▶ JOB
Express every line of the items below as a JSON list of strings, one string per line, leaving out blank lines. Leave the pictures out of your answer.

___ INFORMATION PROVIDED

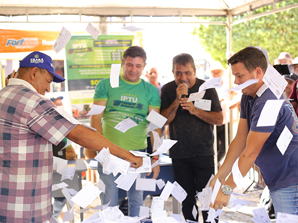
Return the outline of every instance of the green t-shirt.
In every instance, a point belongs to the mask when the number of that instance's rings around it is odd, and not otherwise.
[[[107,101],[102,116],[102,134],[113,143],[127,150],[147,147],[149,108],[159,109],[160,99],[154,85],[140,79],[131,82],[119,77],[119,87],[112,88],[110,78],[96,86],[94,101]],[[138,125],[125,133],[114,128],[120,122],[130,118]]]

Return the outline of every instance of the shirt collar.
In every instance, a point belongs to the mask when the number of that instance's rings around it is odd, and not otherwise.
[[[268,88],[268,87],[265,84],[263,84],[263,85],[262,85],[261,87],[259,88],[258,91],[257,91],[256,94],[258,96],[258,97],[259,97],[259,98],[261,97],[263,93],[265,92],[265,91],[267,90]]]
[[[19,78],[10,78],[8,80],[8,85],[23,85],[29,89],[35,92],[37,92],[36,89],[35,89],[29,82]]]

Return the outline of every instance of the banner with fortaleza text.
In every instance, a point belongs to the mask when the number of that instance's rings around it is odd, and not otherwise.
[[[0,29],[0,53],[53,50],[60,32]]]

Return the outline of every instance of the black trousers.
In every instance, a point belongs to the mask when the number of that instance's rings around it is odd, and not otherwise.
[[[211,175],[214,174],[214,157],[213,156],[200,156],[187,159],[172,158],[173,171],[175,180],[187,193],[187,196],[182,202],[182,213],[185,220],[199,220],[199,213],[194,218],[192,210],[194,206],[198,210],[195,196],[197,192],[202,191],[208,182]],[[208,211],[202,212],[204,223],[207,223]],[[216,220],[218,222],[217,220]]]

______

▶ ANSWER FOR THE TASK
[
  "Return the outline of every instance of the green t-shirt.",
  "In every instance, a point belongs to the mask when the number of that instance's rings around it is odd, and not otherwise.",
  "[[[107,101],[102,116],[102,134],[113,143],[127,150],[147,147],[149,108],[159,109],[160,99],[154,85],[140,79],[131,82],[119,77],[119,87],[112,88],[110,78],[96,86],[94,101]],[[138,125],[125,133],[114,128],[120,122],[130,118]]]",
  "Return the outline of every instance of the shirt collar.",
  "In every instance, a point belongs to the mask when the number of that instance's rings around it is odd, and not otherwise.",
  "[[[268,88],[268,87],[265,84],[263,84],[263,85],[262,85],[261,87],[259,88],[258,91],[257,91],[256,94],[258,96],[258,97],[259,97],[259,98],[261,97],[263,93],[265,92],[265,91],[267,90]]]",
  "[[[19,78],[10,78],[8,80],[8,85],[23,85],[29,89],[35,92],[37,92],[36,89],[35,89],[29,82]]]",
  "Return the outline of every instance of the banner with fortaleza text.",
  "In every instance, a point belongs to the mask when the number of that instance's rings around it is odd, and not otherwise.",
  "[[[0,29],[0,53],[53,50],[60,32]]]",
  "Return the outline of every instance of the black trousers.",
  "In every instance, a point belongs to the mask when the number of that instance's rings around it is odd, and not otherwise.",
  "[[[211,175],[214,174],[214,157],[213,156],[200,156],[187,159],[172,158],[173,171],[175,180],[187,193],[187,196],[182,202],[182,213],[185,220],[199,220],[199,213],[194,218],[192,210],[194,206],[198,210],[195,196],[197,192],[202,191],[208,182]],[[208,211],[202,212],[204,223],[207,223]],[[216,220],[218,222],[217,220]]]"
]